— start DATA SHOWN —
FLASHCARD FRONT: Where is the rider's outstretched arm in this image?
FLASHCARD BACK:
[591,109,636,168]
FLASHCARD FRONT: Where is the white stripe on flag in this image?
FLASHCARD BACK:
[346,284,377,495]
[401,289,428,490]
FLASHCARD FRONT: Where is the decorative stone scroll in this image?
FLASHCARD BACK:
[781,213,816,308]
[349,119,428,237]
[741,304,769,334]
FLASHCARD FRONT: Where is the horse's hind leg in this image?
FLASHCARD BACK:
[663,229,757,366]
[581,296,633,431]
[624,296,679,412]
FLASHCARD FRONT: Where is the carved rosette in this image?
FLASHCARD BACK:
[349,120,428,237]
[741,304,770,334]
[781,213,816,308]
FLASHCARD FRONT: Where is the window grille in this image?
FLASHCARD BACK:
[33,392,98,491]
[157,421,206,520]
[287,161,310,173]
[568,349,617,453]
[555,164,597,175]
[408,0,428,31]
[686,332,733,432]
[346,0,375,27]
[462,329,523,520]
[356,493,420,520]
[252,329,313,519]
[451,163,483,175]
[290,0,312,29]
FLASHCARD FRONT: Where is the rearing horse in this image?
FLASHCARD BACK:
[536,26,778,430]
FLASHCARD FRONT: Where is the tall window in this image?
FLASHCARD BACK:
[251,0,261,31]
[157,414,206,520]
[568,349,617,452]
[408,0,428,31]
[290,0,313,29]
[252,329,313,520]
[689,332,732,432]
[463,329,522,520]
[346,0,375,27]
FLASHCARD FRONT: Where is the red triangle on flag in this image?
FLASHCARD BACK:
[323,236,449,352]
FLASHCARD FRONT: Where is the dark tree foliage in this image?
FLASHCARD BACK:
— end DATA SHOWN —
**DESCRIPTION OF THE TASK:** Copy the records from the line containing "FLASHCARD FRONT: Where is the white" through the line containing "[536,26,778,430]", both included, with "window grille" changed to "window grate" and nothing else altered. Give only those lines.

**ANSWER:**
FLASHCARD FRONT: Where is the white stripe on flag in this image?
FLASHCARD BACK:
[346,284,377,495]
[401,289,428,490]
FLASHCARD FRONT: Where is the decorative stone scroll in this image?
FLASHCARD BACK:
[781,213,816,308]
[349,119,428,237]
[741,304,769,334]
FLASHCARD FRONT: Where is the horse's hind leg in this image?
FLASHCARD BACK:
[663,229,757,366]
[581,296,633,431]
[624,296,679,412]
FLASHCARD FRONT: Where is the carved rosette in this image?
FLASHCARD BACK:
[349,120,428,237]
[741,304,770,334]
[781,213,816,308]
FLASHCARD FRONT: Where is the window grate in this image?
FLASHCARD BACK:
[33,392,98,491]
[157,421,206,520]
[287,161,310,173]
[568,349,617,453]
[555,164,597,175]
[408,0,428,31]
[686,332,733,432]
[346,0,375,27]
[462,329,523,520]
[356,493,420,520]
[252,329,313,519]
[451,163,483,175]
[290,0,312,29]
FLASHCARD FRONT: Where is the rearing horse in this image?
FLASHCARD BACK:
[536,26,778,430]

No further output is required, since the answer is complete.